» **WHAT YOU ARE ASKED TO DO**: According to the auction description of the silver soup tureens, how wide are the stands?

» **PROVIDED TEXT**:

####################

MARK OF ROBERT-JOSEPH AUGUSTE, PARIS, THE STANDS, COVERS AND ONE TUREEN 1775, THE LINERS AND ONE TUREEN 1776

Details
AN IMPORTANT PAIR OF LOUIS XVI SILVER SOUP-TUREENS, COVERS, STANDS AND LINERS
MARK OF ROBERT-JOSEPH AUGUSTE, PARIS, THE STANDS, COVERS AND ONE TUREEN 1775, THE LINERS AND ONE TUREEN 1776
Each oval bombé and on four cast foliate scroll feet, the sides applied with acorn and oak leaf swags hung from circular medallions engraved with the script initials 'GS' below a German Prince's crown, with two cast ram's mask handles, with husk border above a foliage band, the detachable cover cast and chased with rosettes and with a foliage and ribbon-tied reeded fruiting finial, the oval stands cast and chased with rosettes and with husk borders terminating in foliate scroll bracket handles, on four fluted oval bun feet, the stand engraved with script initials 'GS' below a German Prince's crown, each marked under tureen, stand, liner and inside cover, further marked under tureen, edge of stand, on cover bezel, finial and liner rim with the décharge of Jean Baptiste Fouache, further struck with a later French tax mark, further stamped with inventory numbers S3 and S4 on the stands, S3A and S4A on the tureens, S3A S4B on the liners and S3C and S4C on the covers
The stands 22½ in. (57 cm.) wide
617 oz. 8 dwt. (19,204 gr.) (2)

####################

» **GIVEN DATA**:

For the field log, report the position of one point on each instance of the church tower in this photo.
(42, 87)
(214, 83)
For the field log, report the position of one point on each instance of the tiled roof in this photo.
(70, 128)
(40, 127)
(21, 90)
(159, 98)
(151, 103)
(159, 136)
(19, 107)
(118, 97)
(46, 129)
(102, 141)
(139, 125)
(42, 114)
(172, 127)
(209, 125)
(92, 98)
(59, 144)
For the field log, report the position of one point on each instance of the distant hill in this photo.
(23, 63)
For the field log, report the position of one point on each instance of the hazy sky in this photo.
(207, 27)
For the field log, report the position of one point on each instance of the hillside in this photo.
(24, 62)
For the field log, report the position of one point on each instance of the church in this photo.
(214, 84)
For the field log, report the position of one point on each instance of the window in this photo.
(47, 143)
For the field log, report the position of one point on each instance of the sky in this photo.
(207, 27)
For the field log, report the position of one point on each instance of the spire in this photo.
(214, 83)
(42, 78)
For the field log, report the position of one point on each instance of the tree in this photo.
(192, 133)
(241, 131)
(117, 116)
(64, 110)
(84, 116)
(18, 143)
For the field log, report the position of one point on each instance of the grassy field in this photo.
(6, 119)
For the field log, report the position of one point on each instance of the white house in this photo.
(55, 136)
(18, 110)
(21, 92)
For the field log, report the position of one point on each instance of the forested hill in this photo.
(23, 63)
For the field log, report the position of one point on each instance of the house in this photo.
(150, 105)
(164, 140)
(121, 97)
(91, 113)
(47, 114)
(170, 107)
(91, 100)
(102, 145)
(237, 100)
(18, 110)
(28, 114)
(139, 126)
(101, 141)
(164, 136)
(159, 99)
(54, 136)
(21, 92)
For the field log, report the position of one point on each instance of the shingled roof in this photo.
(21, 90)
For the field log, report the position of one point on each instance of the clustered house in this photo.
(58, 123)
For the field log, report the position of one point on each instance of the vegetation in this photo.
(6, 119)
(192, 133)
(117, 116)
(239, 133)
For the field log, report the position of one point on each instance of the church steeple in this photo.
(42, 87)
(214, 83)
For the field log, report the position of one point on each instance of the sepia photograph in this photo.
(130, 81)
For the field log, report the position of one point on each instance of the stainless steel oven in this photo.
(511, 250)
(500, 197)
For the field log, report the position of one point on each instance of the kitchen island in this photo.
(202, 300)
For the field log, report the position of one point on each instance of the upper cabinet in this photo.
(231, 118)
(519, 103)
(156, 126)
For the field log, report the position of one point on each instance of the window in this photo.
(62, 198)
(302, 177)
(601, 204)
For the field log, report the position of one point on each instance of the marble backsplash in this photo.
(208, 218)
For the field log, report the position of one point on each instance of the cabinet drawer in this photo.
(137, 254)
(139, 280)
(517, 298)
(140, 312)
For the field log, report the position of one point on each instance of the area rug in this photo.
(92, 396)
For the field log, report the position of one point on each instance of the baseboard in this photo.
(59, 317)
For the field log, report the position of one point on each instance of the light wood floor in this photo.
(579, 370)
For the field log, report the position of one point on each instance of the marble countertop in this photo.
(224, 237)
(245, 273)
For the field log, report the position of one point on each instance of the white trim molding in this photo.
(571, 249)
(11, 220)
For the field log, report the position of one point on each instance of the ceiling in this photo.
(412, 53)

####################

» **OUTPUT BELOW**: 22½ in. (57 cm.)